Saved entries
+ + + + + + +
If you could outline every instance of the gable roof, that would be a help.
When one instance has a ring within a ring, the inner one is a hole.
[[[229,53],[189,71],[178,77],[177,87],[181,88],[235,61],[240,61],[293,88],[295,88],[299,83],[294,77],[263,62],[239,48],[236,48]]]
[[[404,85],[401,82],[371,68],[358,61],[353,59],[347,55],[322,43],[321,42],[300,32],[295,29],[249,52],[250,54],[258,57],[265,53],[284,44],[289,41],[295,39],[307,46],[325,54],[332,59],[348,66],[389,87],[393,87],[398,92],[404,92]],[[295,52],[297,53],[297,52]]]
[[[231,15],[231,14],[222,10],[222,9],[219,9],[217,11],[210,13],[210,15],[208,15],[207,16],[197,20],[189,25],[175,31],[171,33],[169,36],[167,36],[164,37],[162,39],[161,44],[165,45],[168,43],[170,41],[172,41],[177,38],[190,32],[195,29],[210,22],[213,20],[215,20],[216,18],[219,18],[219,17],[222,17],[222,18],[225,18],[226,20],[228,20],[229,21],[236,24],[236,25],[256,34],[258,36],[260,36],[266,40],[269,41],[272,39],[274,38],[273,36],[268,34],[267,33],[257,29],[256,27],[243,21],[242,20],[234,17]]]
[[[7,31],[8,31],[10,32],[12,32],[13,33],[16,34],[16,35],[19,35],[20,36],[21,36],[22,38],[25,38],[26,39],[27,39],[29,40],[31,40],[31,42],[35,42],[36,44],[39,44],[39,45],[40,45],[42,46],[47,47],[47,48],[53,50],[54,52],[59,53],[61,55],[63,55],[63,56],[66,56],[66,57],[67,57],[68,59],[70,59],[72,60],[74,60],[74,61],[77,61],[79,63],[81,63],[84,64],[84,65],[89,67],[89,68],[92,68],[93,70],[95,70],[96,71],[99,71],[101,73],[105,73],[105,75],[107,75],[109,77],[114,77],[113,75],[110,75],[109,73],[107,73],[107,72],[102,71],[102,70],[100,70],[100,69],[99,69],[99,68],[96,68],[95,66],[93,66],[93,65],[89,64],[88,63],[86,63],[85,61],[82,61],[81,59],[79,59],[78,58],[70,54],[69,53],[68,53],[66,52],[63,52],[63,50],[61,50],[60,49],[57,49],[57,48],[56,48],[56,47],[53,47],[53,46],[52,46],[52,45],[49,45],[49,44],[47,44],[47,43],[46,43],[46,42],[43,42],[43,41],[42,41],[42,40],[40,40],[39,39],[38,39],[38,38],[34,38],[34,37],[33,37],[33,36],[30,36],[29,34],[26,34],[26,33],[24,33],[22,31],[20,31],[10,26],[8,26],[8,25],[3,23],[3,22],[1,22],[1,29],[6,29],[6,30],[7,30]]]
+ + + + + + +
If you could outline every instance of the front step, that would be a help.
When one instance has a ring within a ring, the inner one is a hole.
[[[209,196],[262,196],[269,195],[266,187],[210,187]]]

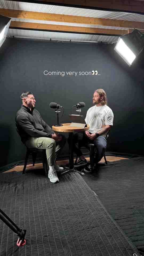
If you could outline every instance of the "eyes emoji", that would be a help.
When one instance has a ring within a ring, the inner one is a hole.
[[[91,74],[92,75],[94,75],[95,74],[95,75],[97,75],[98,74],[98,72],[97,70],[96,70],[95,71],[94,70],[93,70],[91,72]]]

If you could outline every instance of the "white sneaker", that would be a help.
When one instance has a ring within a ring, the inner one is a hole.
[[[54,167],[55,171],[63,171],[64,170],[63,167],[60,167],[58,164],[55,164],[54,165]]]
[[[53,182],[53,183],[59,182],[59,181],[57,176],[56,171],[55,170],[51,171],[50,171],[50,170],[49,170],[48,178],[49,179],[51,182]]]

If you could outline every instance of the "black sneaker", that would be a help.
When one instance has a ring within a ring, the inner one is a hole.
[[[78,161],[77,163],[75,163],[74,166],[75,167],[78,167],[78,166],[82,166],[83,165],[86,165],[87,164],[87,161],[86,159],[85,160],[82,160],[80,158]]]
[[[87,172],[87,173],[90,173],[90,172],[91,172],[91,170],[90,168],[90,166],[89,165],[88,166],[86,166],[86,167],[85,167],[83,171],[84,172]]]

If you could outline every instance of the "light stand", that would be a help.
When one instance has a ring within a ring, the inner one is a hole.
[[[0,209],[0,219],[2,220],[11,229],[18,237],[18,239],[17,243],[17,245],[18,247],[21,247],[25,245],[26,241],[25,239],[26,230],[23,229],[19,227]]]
+ + + + + + +
# Problem details
Return each line from the rows above that contains the string "sneaker".

# Solved problem
If you could outline every instance of the "white sneaker", that would be a help.
If you could outline every instance of the "black sneaker", that would be a help.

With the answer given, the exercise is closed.